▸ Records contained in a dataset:
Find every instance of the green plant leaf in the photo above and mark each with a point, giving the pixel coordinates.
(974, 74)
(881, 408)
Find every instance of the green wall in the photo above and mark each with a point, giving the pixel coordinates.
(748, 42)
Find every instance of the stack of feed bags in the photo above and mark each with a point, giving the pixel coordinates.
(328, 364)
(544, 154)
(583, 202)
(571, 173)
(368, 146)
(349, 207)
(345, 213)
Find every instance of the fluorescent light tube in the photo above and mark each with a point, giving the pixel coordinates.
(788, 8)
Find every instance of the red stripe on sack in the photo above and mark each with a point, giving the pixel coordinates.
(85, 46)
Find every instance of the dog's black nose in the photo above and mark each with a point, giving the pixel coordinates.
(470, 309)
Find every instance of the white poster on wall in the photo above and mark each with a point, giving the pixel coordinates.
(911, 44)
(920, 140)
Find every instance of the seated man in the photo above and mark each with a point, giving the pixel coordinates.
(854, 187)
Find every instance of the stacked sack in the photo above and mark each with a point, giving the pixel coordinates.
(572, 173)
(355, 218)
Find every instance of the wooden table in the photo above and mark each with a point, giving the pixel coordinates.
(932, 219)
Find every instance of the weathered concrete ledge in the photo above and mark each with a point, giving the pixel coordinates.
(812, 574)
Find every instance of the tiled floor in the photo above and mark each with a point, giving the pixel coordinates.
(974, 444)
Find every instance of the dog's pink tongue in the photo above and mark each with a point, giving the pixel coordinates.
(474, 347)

▸ REQUEST:
Repeat word for word the lines of the listing above, from the line containing "Find every instance of the weathered" through the end of the listing, inclusive.

▸ RESPONSE FOR THIS EXERCISE:
Find every instance of the weathered concrete ledge in the photo above and mark each with a point, giving the pixel coordinates.
(812, 574)
Find every instance of the tiled floor in the photo above and mark each with a point, giving the pixel coordinates.
(974, 444)
Find every instance of the dog's pink tongue in the photo above and mark each with a point, giving the pixel coordinates.
(474, 347)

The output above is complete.